- _Supplied material_

********

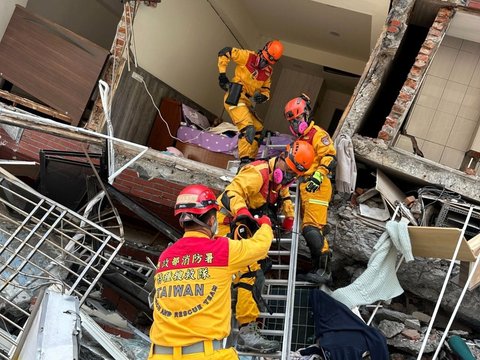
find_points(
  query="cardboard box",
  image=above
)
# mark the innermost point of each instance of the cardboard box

********

Find how many lines in the entries above have the string "cardboard" and report only that number.

- _Answer section_
2